EXERCISE PROMPT =
Reproduce all of the lines below verbatim, omitting the pictures.

TASK MATERIAL =
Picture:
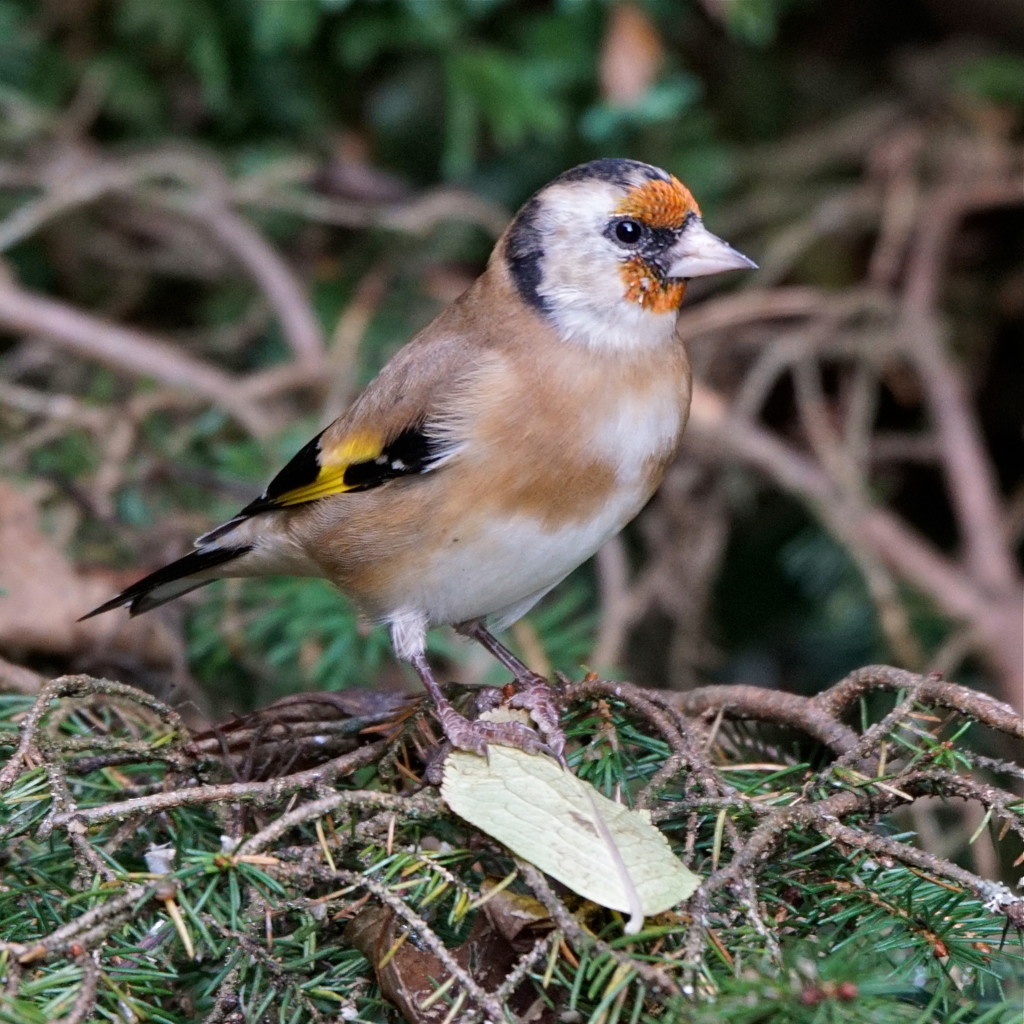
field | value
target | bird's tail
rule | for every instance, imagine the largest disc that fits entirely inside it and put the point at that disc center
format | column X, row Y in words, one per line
column 172, row 581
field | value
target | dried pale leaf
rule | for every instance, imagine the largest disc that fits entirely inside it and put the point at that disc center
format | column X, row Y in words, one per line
column 597, row 848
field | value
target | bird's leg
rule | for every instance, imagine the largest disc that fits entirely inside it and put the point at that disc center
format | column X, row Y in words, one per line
column 475, row 735
column 535, row 691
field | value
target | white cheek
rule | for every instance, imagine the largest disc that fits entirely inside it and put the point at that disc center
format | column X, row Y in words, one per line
column 587, row 304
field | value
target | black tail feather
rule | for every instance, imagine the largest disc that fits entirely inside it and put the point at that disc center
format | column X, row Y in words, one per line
column 160, row 587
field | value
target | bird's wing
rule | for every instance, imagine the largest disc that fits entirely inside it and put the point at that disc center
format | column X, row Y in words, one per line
column 403, row 424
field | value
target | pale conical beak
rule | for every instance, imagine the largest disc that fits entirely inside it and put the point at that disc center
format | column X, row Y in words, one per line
column 698, row 253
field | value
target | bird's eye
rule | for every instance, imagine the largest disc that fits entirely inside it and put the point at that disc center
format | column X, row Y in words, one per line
column 628, row 231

SOLUTION FOR THIS EXERCISE =
Picture:
field | value
target | bird's tail
rule | for every instance, imagine the largest disc that fits entirely inside it and put the point at that disc center
format | column X, row Y in words, one per line
column 172, row 581
field | value
target | dried pale leaf
rule | for every instance, imagine the largest disc that fits entirely inside it and put the point at that disc center
format | column X, row Y in words, one per line
column 597, row 848
field | value
target | bird's leg
rule | for every instance, imagine the largest disc that fits entirely inside it and put the point at that disc center
format | column X, row Y in words, one per line
column 475, row 735
column 535, row 691
field | value
target | white cheek
rule | for every instance, imagine the largest disc that fits entirely inside it and put the point at that disc center
format | column X, row Y in words, one per line
column 587, row 304
field | value
target | black tail feather
rule | for every instance, imagine the largest disc that fits entirely inside it and put the point at that disc center
format | column X, row Y in words, one per line
column 160, row 587
field | value
target | bird's wing
rule | for every instance, imagine the largest disc that fits entirely inside it and put the point at that disc center
format | column X, row Y in words, one per line
column 403, row 424
field | value
target | pale conical beak
rule | for every instance, imagine the largest disc that fits entirely inside it and put the point at that disc center
format | column X, row Y in words, one per line
column 698, row 253
field | value
target | bird's eye
rule | for every instance, imagine the largest disc that fits entirely inside it and put the point at that disc center
format | column X, row Y in words, one per line
column 628, row 231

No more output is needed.